- WORK ITEM
Below is a block of records; repeat all of them exactly.

- DATA EXTRACTS

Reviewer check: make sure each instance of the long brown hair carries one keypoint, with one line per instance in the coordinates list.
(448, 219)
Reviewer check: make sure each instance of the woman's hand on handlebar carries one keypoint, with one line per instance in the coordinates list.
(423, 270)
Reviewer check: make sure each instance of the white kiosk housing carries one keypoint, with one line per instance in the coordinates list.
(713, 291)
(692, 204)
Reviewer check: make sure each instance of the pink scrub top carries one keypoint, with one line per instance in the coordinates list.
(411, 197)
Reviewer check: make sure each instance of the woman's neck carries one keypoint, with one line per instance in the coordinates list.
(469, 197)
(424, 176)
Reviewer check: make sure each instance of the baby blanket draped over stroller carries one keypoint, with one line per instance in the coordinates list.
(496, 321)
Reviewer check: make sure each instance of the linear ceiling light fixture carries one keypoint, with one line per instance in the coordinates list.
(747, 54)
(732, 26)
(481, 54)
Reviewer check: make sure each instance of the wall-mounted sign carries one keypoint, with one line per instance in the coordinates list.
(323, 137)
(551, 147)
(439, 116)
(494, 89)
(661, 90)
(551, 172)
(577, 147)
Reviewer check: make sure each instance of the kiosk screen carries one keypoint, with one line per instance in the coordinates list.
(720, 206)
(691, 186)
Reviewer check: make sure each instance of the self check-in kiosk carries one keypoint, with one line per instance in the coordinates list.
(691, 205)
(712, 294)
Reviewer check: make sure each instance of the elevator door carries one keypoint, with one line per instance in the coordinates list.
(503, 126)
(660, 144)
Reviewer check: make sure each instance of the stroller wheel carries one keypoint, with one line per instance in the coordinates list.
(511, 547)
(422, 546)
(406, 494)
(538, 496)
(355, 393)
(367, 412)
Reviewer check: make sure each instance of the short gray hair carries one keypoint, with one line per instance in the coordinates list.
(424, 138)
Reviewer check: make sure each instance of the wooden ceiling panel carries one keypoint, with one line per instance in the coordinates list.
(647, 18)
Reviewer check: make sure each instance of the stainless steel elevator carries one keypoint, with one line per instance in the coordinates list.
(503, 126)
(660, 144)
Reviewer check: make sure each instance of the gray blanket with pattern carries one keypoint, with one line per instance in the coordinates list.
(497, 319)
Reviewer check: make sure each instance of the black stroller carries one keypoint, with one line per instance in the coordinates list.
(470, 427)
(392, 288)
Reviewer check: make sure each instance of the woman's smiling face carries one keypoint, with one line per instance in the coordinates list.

- TASK ANSWER
Reviewer check: make sure each instance of the long brown hair carries one keypoint, with one line per instance in the coordinates list.
(448, 219)
Reviewer check: make sure each instance of the woman's hand on handlebar carries one keypoint, with one line per instance in the coordinates list.
(423, 270)
Reviewer check: make sure each instance of the white kiosk housing carries one keypoint, with one line per instance in the coordinates list.
(713, 291)
(692, 204)
Reviewer check: make sure each instance of the pink scrub top carries one keypoint, with one line per instance in the coordinates list.
(411, 197)
Reviewer check: make sure each instance of the woman's neck carries one keypoint, with one line per instance in the coordinates list.
(469, 197)
(424, 176)
Reviewer check: make sure each instance of the baby blanket draped over stroller carries one keypoint, with one line per instance in the coordinates list.
(496, 321)
Reviewer check: make sure each instance of the linear ceiling light fixture carries one keypoint, with one line per instance in the coordinates list.
(747, 54)
(732, 26)
(481, 54)
Reviewer check: make sure each instance of the wall-mounted sign carries one keypoint, with one line per instance in the coordinates list.
(323, 137)
(551, 147)
(439, 116)
(494, 89)
(661, 90)
(551, 172)
(577, 147)
Reviewer check: make sure each instance of the kiosk screen carries one keypoint, with one line per instance in the coordinates list.
(720, 206)
(691, 186)
Reviewer check: make sure each instance of the self check-in kiosk carries one keypoint, with one line per instance in the coordinates list.
(691, 205)
(712, 294)
Reviewer check: make sure each instance of the elevator door carries one keypoint, with one line per instance in the coordinates list.
(503, 126)
(660, 144)
Reviewer check: make sure each instance of the stroller wheel carries one keypoint, with one line per instance in the coordinates list.
(511, 547)
(422, 546)
(406, 494)
(538, 496)
(355, 393)
(367, 412)
Reviewer check: make sure each instance of the short gray hair carries one keypoint, with one line per instance in the coordinates list.
(424, 138)
Reviewer check: make sure each instance of the wooden ceiling panel carries one keypoint, with one line per instance in the coordinates list.
(647, 18)
Reviewer check: make sure each instance of the stainless steel elevator carries one keypoint, with one line per instance in the coordinates list.
(503, 126)
(660, 144)
Reviewer check: make sure each instance of the gray blanket with pattern carries one keypoint, with one line per instance in the coordinates list.
(497, 319)
Reviewer check: make sure each instance of the black stroller carries one keypoint, with one line per instance in the coordinates list.
(470, 427)
(392, 288)
Reviewer check: make sure each instance of the woman's smiling face carries one keypoint, with one line per instance in the coordinates list.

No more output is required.